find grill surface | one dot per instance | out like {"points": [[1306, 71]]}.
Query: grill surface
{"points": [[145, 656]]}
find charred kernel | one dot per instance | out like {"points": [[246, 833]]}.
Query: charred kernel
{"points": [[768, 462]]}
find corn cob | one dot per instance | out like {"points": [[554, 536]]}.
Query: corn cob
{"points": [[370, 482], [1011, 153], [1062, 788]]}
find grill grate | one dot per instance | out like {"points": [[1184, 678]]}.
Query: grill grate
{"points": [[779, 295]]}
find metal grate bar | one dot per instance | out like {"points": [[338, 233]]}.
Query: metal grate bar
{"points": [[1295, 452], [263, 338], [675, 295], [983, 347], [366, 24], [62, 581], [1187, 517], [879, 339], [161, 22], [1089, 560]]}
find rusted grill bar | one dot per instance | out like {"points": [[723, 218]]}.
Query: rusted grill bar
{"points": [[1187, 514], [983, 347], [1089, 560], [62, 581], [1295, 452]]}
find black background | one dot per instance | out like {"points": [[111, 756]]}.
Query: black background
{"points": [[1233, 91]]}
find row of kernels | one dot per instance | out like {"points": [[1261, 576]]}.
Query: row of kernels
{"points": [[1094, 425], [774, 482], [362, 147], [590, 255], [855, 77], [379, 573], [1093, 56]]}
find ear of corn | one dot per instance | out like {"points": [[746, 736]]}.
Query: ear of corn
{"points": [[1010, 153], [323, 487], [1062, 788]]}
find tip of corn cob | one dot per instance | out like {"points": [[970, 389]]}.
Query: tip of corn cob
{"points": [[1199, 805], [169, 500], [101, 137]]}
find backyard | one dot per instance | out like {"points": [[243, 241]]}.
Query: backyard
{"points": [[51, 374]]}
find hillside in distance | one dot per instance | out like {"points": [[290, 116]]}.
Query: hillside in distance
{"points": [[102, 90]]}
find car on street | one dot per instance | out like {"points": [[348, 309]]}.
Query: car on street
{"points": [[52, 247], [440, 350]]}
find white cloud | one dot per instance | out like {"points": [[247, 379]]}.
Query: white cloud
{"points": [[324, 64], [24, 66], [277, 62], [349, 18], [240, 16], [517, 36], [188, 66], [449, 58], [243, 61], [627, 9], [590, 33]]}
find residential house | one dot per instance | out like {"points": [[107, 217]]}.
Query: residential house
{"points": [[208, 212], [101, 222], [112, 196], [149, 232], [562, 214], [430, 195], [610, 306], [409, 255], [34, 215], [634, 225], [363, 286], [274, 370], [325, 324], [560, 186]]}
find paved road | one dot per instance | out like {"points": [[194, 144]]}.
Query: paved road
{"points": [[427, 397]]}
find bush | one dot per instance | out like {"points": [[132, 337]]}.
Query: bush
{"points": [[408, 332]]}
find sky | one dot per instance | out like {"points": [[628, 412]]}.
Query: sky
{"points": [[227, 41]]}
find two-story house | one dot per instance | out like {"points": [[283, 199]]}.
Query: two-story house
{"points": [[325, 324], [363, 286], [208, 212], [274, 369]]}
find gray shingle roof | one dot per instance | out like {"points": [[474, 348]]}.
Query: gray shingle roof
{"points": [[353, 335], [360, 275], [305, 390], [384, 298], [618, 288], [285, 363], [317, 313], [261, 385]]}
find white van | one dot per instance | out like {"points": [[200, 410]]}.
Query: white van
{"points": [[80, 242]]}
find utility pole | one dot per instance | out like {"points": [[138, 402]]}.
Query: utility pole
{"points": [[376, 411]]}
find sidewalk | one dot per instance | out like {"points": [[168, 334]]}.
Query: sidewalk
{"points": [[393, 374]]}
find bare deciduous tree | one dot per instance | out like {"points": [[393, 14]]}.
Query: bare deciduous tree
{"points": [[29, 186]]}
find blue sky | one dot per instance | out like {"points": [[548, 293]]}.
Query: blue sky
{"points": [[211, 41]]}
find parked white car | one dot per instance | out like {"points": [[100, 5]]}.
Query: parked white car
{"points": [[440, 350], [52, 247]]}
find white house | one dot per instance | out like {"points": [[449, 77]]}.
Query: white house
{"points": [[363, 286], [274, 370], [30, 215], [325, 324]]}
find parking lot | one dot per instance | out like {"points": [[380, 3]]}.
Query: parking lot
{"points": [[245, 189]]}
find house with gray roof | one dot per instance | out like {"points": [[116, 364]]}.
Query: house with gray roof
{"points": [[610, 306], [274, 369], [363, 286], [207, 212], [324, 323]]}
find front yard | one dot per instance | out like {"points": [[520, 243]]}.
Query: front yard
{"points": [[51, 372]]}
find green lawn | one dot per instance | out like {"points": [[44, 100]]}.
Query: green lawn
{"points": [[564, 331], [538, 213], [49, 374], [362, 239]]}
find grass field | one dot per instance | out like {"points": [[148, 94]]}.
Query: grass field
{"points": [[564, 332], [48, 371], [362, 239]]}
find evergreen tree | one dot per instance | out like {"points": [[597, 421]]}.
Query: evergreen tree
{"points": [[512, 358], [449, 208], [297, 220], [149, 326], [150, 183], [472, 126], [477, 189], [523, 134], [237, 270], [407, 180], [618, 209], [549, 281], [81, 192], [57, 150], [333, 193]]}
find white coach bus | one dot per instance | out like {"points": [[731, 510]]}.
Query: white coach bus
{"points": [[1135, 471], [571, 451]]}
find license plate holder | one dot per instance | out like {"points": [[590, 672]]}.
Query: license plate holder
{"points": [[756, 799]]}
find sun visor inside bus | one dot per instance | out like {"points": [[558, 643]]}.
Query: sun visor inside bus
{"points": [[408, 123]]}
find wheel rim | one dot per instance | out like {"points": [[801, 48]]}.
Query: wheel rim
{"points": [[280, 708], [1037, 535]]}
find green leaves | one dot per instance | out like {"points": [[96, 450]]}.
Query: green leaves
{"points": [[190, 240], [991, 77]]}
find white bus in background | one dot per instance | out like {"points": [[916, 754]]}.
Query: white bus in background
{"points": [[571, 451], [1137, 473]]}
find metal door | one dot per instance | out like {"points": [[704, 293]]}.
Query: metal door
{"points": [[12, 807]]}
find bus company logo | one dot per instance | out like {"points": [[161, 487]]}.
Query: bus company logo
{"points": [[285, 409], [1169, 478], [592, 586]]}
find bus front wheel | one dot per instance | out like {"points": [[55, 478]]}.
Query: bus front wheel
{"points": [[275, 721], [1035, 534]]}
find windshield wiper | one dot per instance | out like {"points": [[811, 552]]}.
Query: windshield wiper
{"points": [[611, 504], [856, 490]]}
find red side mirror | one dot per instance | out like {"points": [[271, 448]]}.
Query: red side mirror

======

Task details: Return every entry verbatim.

Right answer:
find grill surface | one dot per instance | out like {"points": [[1306, 71]]}.
Query: grill surface
{"points": [[145, 656]]}
find charred kernel | one dot per instance | out like {"points": [[246, 833]]}.
Query: charred kernel
{"points": [[768, 462]]}
find corn cob | one dot per instance | out like {"points": [[554, 536]]}.
Query: corn cob
{"points": [[370, 482], [1011, 153], [1062, 788]]}
find grill grate | one dot per instance | out like {"points": [[1184, 678]]}.
Query: grill grate
{"points": [[779, 295]]}
find metal grate bar | one dot per instance | out like {"points": [[338, 233]]}.
Query: metal grate bar
{"points": [[1295, 452], [263, 338], [675, 295], [983, 347], [366, 24], [62, 581], [1187, 517], [879, 339], [161, 22], [1089, 560]]}
find rusted grill bar | one dot per instance | out like {"points": [[723, 218]]}.
Query: rusted grill bar
{"points": [[1187, 514], [983, 347], [1089, 560], [62, 581], [1295, 452]]}
find black background | one dot per instance | out like {"points": [[111, 756]]}.
Query: black background
{"points": [[1233, 91]]}
find row of kernels | one dot per instance | out like {"points": [[1261, 576]]}.
Query: row of kernels
{"points": [[1094, 425], [774, 482], [362, 147], [590, 255], [855, 77], [379, 573], [1093, 56]]}
find ear of corn | one dot per instance | out like {"points": [[746, 736]]}.
Query: ear of corn
{"points": [[1010, 153], [323, 487], [1062, 788]]}
find tip of corn cob | one dot per instance | out like {"points": [[970, 389]]}.
Query: tip of corn cob
{"points": [[1199, 805], [169, 500], [101, 137]]}
find backyard | one dot per instance | out like {"points": [[243, 241]]}.
Query: backyard
{"points": [[51, 374]]}
find hillside in distance | one dot per instance | out like {"points": [[290, 116]]}.
Query: hillside in distance
{"points": [[102, 90]]}
find car on street | one dot per instance | out like {"points": [[348, 309]]}.
Query: car on street
{"points": [[52, 247], [440, 350]]}
find white cloud | one dot per instance | out like {"points": [[247, 379]]}.
Query: white cloud
{"points": [[324, 64], [24, 66], [277, 62], [349, 18], [240, 16], [517, 36], [188, 66], [449, 58], [243, 61], [627, 9], [590, 33]]}
find residential house | one dot per instance | out like {"points": [[107, 217]]}.
Query: residential house
{"points": [[208, 212], [101, 222], [112, 196], [149, 232], [562, 214], [430, 195], [610, 306], [409, 255], [34, 215], [634, 225], [363, 286], [274, 370], [325, 324], [560, 186]]}
find paved road | one dot per instance | out like {"points": [[194, 144]]}.
Query: paved road
{"points": [[427, 397]]}
find bush | one dot per instance | out like {"points": [[132, 337]]}.
Query: bush
{"points": [[408, 332]]}
find sky | one dot per instance | out like {"points": [[628, 412]]}.
Query: sky
{"points": [[227, 41]]}
find two-story house | one dot per instance | out like {"points": [[283, 199]]}.
Query: two-story house
{"points": [[325, 324], [363, 286], [208, 212], [274, 369]]}
find gray shingle roof | one dot per instance | out like {"points": [[474, 348]]}.
Query: gray shingle roof
{"points": [[353, 335], [360, 275], [305, 390], [384, 298], [618, 288], [285, 363], [317, 313], [261, 385]]}
find white van | one dot per instance | out like {"points": [[200, 410]]}.
Query: white van
{"points": [[80, 242]]}
find utility pole | one dot per instance | out like {"points": [[138, 402]]}.
Query: utility pole
{"points": [[376, 411]]}
find sidewalk | one dot per instance | out like {"points": [[168, 334]]}.
Query: sidewalk
{"points": [[393, 374]]}
find bare deciduous tree | one dot per instance | out like {"points": [[393, 14]]}.
Query: bare deciduous tree
{"points": [[29, 186]]}
find blue sky | one dot per instance | out like {"points": [[548, 293]]}.
Query: blue sky
{"points": [[211, 41]]}
find parked white car | one dot per instance | out like {"points": [[100, 5]]}.
Query: parked white car
{"points": [[440, 350], [52, 247]]}
find white house | one dot per instance | out like {"points": [[449, 77]]}.
Query: white house
{"points": [[363, 286], [274, 370], [30, 215], [325, 324]]}
find parking lot | one dot per instance | out like {"points": [[380, 3]]}.
Query: parking lot
{"points": [[245, 189]]}
find house with gray roof | one dot per instance | out like {"points": [[116, 364]]}.
Query: house with gray roof
{"points": [[610, 306], [274, 369], [363, 286], [207, 212], [324, 323]]}
find front yard | one dot per instance | out like {"points": [[520, 243]]}.
Query: front yard
{"points": [[51, 372]]}
find green lawn | one dot per instance | out like {"points": [[44, 100]]}.
Query: green lawn
{"points": [[564, 331], [538, 213], [49, 374], [362, 239]]}
find grass field | one dot per instance | out like {"points": [[148, 94]]}.
Query: grass field
{"points": [[564, 332], [48, 371], [362, 239]]}
find evergreen tree | one dot per instance | out like {"points": [[597, 421]]}.
Query: evergreen tree
{"points": [[512, 358], [449, 208], [297, 220], [149, 326], [150, 183], [472, 126], [477, 189], [523, 134], [237, 270], [407, 180], [618, 209], [549, 281], [81, 192], [57, 150], [333, 193]]}
find white coach bus | one dot per instance | out like {"points": [[731, 510]]}.
Query: white coach bus
{"points": [[1135, 471], [571, 451]]}
find license plate holder | one dot per instance | out like {"points": [[590, 672]]}.
Query: license plate holder
{"points": [[756, 799]]}
find sun visor inside bus | one dot per instance | out like {"points": [[558, 643]]}.
Query: sun visor inside bus
{"points": [[408, 123]]}
find wheel rim | one dot per instance | out like {"points": [[801, 48]]}.
Query: wheel rim
{"points": [[280, 708], [1037, 535]]}
find green leaves | one dot per instance | out like {"points": [[96, 450]]}.
Query: green leaves
{"points": [[190, 240], [991, 77]]}
find white bus in background | one dot per instance | out like {"points": [[916, 754]]}.
Query: white bus in background
{"points": [[571, 451], [1137, 473]]}
find metal door | one dot per instance | out like {"points": [[704, 293]]}.
Query: metal door
{"points": [[12, 807]]}
find bus company logo | one dot per instance | out like {"points": [[161, 487]]}.
Query: bus company logo
{"points": [[285, 409], [1169, 478], [592, 586]]}
find bus front wheel | one dot per instance | out like {"points": [[55, 478]]}.
Query: bus front wheel
{"points": [[275, 721], [1035, 534]]}
find windshield wiper | one dot per instance | out like {"points": [[811, 552]]}.
Query: windshield wiper
{"points": [[611, 504], [856, 490]]}
find red side mirror | one dot per instance | out like {"points": [[271, 448]]}.
Query: red side mirror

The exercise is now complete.